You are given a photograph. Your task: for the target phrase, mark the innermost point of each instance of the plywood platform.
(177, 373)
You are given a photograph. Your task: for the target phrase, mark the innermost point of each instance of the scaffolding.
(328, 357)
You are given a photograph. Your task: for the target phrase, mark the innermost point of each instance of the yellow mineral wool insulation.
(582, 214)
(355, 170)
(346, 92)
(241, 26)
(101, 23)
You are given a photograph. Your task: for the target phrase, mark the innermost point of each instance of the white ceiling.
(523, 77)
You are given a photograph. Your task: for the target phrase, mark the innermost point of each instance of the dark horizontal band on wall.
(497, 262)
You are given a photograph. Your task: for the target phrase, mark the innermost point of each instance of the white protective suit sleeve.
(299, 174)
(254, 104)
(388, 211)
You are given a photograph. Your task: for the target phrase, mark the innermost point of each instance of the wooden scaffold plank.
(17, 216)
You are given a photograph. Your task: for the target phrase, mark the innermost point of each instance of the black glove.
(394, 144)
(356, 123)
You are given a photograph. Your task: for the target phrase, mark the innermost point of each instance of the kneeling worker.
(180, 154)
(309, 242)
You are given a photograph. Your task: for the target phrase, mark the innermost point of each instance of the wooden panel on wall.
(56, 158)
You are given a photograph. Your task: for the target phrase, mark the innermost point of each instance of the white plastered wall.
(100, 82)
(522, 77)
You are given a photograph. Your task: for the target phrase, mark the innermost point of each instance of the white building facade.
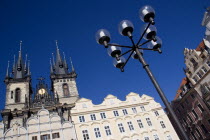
(137, 118)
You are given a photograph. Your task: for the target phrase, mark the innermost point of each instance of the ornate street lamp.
(154, 43)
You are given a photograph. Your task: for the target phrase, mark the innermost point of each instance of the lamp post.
(153, 43)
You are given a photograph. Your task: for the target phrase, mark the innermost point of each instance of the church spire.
(25, 66)
(20, 68)
(13, 69)
(19, 62)
(51, 67)
(65, 63)
(28, 72)
(7, 74)
(59, 66)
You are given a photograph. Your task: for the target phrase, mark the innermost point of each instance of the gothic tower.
(62, 81)
(18, 90)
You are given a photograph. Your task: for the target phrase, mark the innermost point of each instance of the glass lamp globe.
(155, 44)
(146, 13)
(113, 51)
(135, 56)
(102, 35)
(125, 28)
(119, 63)
(150, 32)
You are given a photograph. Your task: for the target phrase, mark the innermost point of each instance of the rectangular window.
(103, 115)
(121, 128)
(146, 138)
(45, 137)
(142, 108)
(134, 110)
(97, 132)
(195, 114)
(130, 125)
(55, 135)
(140, 124)
(162, 124)
(168, 137)
(108, 131)
(156, 113)
(93, 117)
(125, 111)
(81, 118)
(200, 108)
(85, 135)
(204, 128)
(115, 113)
(149, 122)
(156, 137)
(34, 137)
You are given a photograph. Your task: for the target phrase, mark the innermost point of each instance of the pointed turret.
(19, 70)
(59, 66)
(72, 67)
(7, 74)
(64, 61)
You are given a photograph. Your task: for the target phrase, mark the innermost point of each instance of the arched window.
(65, 90)
(17, 95)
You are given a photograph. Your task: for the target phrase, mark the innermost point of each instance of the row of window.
(47, 136)
(121, 129)
(115, 112)
(201, 72)
(197, 133)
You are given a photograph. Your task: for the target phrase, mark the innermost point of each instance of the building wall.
(11, 87)
(43, 123)
(85, 108)
(192, 117)
(58, 88)
(192, 101)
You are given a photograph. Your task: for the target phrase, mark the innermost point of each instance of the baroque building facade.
(57, 112)
(192, 101)
(136, 118)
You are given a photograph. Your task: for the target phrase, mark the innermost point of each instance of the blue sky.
(74, 23)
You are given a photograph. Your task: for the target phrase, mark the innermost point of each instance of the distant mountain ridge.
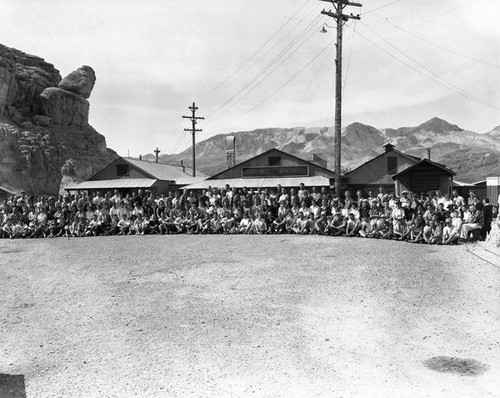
(471, 155)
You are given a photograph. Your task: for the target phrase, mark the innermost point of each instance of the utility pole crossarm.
(340, 18)
(346, 3)
(194, 120)
(345, 17)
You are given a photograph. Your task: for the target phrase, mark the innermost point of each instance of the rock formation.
(44, 128)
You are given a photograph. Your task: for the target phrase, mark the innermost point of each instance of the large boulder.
(64, 107)
(32, 75)
(80, 81)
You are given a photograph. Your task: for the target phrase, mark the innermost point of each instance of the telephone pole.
(340, 19)
(193, 130)
(157, 152)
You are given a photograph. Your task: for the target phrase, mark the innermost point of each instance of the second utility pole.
(340, 18)
(193, 130)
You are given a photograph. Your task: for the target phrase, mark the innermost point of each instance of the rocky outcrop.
(80, 81)
(44, 130)
(65, 108)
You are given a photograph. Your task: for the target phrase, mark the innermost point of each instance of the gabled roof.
(158, 171)
(421, 162)
(404, 155)
(162, 171)
(316, 181)
(266, 152)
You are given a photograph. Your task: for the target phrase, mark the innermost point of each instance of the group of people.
(418, 218)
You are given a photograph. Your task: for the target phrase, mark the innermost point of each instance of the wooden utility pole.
(340, 19)
(193, 130)
(157, 152)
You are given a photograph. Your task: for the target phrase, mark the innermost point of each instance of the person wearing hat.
(450, 233)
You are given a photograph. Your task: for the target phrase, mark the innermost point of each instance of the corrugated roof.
(318, 181)
(437, 165)
(9, 191)
(162, 171)
(113, 184)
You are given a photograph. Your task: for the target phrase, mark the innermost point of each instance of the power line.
(284, 84)
(439, 46)
(247, 61)
(261, 73)
(349, 58)
(438, 79)
(379, 8)
(267, 70)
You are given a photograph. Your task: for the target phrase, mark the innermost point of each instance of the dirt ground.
(238, 316)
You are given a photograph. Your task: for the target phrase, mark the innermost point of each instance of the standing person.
(450, 233)
(487, 217)
(457, 199)
(472, 221)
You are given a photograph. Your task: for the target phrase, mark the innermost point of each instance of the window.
(392, 165)
(274, 161)
(122, 170)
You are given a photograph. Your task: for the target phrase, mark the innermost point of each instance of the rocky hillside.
(471, 155)
(45, 138)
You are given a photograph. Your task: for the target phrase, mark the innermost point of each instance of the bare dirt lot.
(237, 316)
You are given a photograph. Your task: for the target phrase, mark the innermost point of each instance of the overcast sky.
(261, 63)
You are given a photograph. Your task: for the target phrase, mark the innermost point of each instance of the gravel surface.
(238, 316)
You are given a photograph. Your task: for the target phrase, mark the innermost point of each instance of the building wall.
(110, 172)
(435, 181)
(376, 172)
(264, 161)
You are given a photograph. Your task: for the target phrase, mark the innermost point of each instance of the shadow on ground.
(12, 386)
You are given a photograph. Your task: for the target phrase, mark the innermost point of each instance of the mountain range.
(473, 156)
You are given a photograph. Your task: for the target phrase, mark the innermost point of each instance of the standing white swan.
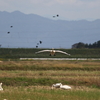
(57, 85)
(52, 52)
(65, 87)
(1, 87)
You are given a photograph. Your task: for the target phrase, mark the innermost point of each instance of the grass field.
(32, 80)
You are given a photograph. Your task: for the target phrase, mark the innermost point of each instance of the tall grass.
(16, 53)
(32, 80)
(45, 93)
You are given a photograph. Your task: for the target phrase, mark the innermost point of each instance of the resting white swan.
(57, 85)
(1, 87)
(65, 87)
(52, 52)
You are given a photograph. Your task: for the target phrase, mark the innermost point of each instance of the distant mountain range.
(19, 30)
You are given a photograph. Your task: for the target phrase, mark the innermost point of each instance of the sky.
(67, 9)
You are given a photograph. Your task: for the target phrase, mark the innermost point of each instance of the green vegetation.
(32, 80)
(16, 53)
(82, 45)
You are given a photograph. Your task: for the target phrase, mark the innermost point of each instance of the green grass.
(32, 80)
(46, 93)
(16, 53)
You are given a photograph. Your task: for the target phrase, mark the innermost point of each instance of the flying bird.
(52, 52)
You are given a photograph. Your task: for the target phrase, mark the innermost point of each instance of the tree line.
(83, 45)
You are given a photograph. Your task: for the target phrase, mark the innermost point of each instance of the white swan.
(65, 87)
(1, 87)
(57, 85)
(52, 52)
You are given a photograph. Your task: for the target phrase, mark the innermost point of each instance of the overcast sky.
(67, 9)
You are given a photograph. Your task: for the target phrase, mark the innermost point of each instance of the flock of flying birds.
(52, 52)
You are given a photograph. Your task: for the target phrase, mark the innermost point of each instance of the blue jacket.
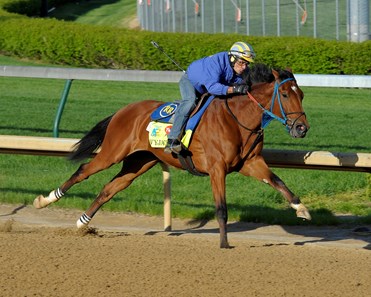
(213, 74)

### Task details:
Write out the lines of the listing from the one that holds "the flying bird." to the very last line, both included, exactly as they appear and without any pictures.

### Exercise answer:
You are given a photograph. Your task: for the target phrase, mark the innermost point of each instance of the flying bird.
(52, 52)
You are given a photograph. Your task: for the target phrase, mark the innermost point of each instance of the tree line.
(83, 45)
You are given a photograph. Your task: for the target phrase, mark the innermost point of each instance of the white swan.
(65, 87)
(1, 87)
(57, 85)
(52, 52)
You are given a photograph. Your task: for the target phrase, mark the innermost point of each instance of the overcast sky.
(67, 9)
You are given a photograph. Your task: for the target phrase, mark the innermost point of each instance of the flock of flying birds.
(52, 52)
You are given a photograph. Your task: for the target phrase, mark the innermost point of each instance of the blue jacket.
(213, 74)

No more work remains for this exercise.